▸ **Given problem**
Copy each of the rows below without changing anything.

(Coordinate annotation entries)
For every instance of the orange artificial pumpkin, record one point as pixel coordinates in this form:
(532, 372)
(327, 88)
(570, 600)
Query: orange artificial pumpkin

▸ **Solved problem**
For every instance of the orange artificial pumpkin, record one point as pixel coordinates in this form:
(532, 372)
(327, 88)
(570, 600)
Query: orange artificial pumpkin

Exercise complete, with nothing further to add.